[Start of section]

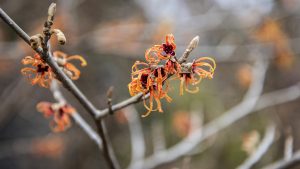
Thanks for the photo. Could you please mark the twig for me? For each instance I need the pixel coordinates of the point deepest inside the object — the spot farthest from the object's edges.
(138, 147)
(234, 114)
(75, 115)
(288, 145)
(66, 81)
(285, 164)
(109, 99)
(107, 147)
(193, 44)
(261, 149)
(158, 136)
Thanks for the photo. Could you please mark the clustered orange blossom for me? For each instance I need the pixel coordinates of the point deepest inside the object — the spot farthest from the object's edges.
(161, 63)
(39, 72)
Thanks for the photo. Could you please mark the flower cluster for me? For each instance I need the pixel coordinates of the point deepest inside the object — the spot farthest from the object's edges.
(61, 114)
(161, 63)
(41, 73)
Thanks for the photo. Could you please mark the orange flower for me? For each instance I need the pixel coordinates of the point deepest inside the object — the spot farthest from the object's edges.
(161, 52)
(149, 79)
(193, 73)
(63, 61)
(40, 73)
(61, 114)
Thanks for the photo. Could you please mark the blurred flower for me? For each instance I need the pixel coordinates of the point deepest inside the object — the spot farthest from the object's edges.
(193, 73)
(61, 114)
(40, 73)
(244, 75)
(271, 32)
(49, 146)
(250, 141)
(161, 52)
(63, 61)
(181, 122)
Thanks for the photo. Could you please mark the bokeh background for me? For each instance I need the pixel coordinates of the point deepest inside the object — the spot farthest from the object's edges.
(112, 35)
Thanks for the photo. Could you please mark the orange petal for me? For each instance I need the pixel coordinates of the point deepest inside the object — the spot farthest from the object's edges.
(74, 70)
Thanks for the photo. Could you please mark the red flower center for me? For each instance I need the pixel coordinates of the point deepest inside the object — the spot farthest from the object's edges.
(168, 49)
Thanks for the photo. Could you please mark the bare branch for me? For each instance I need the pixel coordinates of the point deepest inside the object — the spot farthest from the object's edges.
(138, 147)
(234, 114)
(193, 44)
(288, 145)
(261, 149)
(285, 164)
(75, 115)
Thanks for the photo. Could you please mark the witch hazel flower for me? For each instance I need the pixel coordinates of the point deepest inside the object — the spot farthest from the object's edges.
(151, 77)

[End of section]

### Work task
Please transcribe the entries precisely and omit any images they hold.

### Output of the exercise
Thanks for the photo. Could you please mark the twig for me? For each instance I need the pixel coordinates of the point deepest inside the object — the spot farthest from the object's edges.
(138, 147)
(234, 114)
(75, 115)
(288, 145)
(66, 81)
(285, 164)
(109, 99)
(107, 147)
(193, 44)
(261, 149)
(158, 136)
Thanks for the photo. Could you please mark the clustered orange blossom for me? For each instance I need the pixel coordinates of the point deepest inside the object — the spot farthest from the object's edges.
(161, 63)
(39, 72)
Thanks for the photo. Could you please mark the flower cluster for me? For each instance I need the pixel coordinates of the point deepest inside the object — the spot farthest from the object's edges.
(61, 114)
(161, 63)
(41, 73)
Thanks for the photo. Could you please mark the orange flower for me? For each instance I need the pixel coordinates of the point deepest inside the object — the spot farthest from the object's edges.
(161, 52)
(149, 79)
(193, 73)
(63, 61)
(40, 73)
(61, 114)
Thanks for the photo. Could you please mark the blurred flower for me? For each instance I need the pixel coordinates of the point deepest inside the object — the spot farthest from the object's edges.
(193, 73)
(61, 114)
(40, 73)
(244, 75)
(271, 32)
(49, 146)
(250, 141)
(161, 52)
(63, 61)
(181, 122)
Thanks for the photo. Could you please mark the bokeh background for me? For each instance I need the pixel coordinates of the point deepest inside the object — the spot farthest from the object's edges.
(112, 35)
Thanks for the photo. Could you please mark the orange petal for me? For each instance I need the pixel coordinates of the point deepest inside the object — the spot farthest from the object's edges.
(74, 70)
Thanks for the photo. Could you please mark the red flower center for me? For each instance I need the pixel coordinates of the point deepest inside the object — the spot farthest from the object's edges.
(168, 49)
Thanks for the photo. Could you please mark the bare branch for me? For each instance I need the pixel coordinates of the point deepest inside the object — the spot farthest from the object's edges.
(138, 147)
(234, 114)
(193, 44)
(288, 145)
(261, 149)
(285, 164)
(75, 115)
Thanks for the photo. Could you please mark the witch hazel flower for me? For each instance I need the pixel coordinates of the point deepest inside the object — the spot farthest from the object's edges.
(151, 77)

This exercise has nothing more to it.